What is needed:
Reproduce the following lines word for word.

--- start Materials provided ---

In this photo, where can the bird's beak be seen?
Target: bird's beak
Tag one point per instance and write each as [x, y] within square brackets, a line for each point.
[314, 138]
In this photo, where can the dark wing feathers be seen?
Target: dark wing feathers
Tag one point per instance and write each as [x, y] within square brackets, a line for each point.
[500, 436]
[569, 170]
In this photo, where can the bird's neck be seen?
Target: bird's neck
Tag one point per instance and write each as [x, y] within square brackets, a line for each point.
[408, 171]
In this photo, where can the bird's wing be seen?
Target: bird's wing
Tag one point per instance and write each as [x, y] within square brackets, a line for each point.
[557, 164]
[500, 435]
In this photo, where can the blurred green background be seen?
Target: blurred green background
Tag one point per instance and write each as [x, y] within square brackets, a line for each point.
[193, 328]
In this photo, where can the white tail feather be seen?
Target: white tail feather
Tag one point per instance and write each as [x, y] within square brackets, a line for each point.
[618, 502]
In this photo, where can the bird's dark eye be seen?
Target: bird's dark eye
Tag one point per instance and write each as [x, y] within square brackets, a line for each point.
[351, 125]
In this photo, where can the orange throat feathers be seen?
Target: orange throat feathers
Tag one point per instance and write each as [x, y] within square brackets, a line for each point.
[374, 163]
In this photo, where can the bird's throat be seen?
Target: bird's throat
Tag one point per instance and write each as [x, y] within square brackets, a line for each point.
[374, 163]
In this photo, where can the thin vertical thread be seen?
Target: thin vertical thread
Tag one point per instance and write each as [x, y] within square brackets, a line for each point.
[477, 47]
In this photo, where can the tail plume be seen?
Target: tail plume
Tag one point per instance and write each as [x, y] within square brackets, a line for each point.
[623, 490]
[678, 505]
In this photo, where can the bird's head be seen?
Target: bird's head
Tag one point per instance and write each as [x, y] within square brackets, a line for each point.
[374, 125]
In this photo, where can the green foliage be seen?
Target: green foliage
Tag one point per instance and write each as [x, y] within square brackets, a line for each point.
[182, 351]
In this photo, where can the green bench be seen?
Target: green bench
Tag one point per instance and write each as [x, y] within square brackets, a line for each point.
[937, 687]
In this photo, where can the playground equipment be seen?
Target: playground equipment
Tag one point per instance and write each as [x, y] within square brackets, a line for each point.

--- end Materials provided ---

Result of the task:
In this photo, where can the bird's beak be seen?
Target: bird's beak
Tag one point per instance and write each as [x, y] within square brackets, a line for each point.
[314, 138]
In this photo, where can the dark wing feathers be seen?
Target: dark wing feathers
Tag one point per instance and write each as [x, y] within square brackets, a line for each point.
[500, 436]
[569, 170]
In this photo, where can the bird's neck be seen?
Target: bird's neck
Tag one point per instance and write each as [x, y] within square brackets, a line for each point.
[408, 171]
In this photo, where can the bird's wing be seen?
Target: bird's wing
Tag one point per instance and write each as [x, y] within square brackets, a line for each point.
[557, 164]
[500, 435]
In this photo, where can the blurred green background be seen?
Target: blurred green background
Tag one point per instance and write each as [x, y] within square brackets, a line for each point.
[193, 328]
In this photo, where can the white tail feather be seen?
Target: white tail feather
Tag one point per instance and write each as [x, y] within square brackets, a line for each point.
[618, 502]
In this photo, where can the bird's dark eye be seen?
Target: bird's dark eye
Tag one point per instance and write each as [x, y] within square brackets, a line for each point.
[351, 125]
In this photo, where can the orange throat feathers be seen?
Target: orange throat feathers
Tag one point per instance and write each as [x, y] within square brackets, a line for each point.
[374, 163]
In this photo, where can the bird's throat be seen?
Target: bird's throat
Tag one point per instance and write each as [x, y] within square brackets, a line for each point.
[374, 163]
In this photo, where can the thin vertical thread be seen?
Target: thin vertical thread
Tag one point per instance and write each as [x, y] within square brackets, a line for each point.
[477, 47]
In this photo, where can the tail plume be seen?
Target: tail plume
Tag one point per instance and write each as [x, y] within square brackets, a line for each point.
[623, 490]
[678, 505]
In this photo, where can the bird's head be seen?
Target: bird's head
Tag one point per instance and write each as [x, y] within square brackets, a line for each point.
[374, 125]
In this photo, where can the green foliage be seen?
Target: green foliage
Tag one point per instance and write each as [x, y] within square brackets, a line for each point.
[182, 351]
In this photo, where can the green bench be seen?
Target: green bench
Tag one point per instance and write each as [x, y] within square brackets, a line for each point.
[937, 687]
In this photo, where can the playground equipment be seen?
Target: playground equipment
Tag one point per instance and write each as [x, y] within square brackets, a line for each point.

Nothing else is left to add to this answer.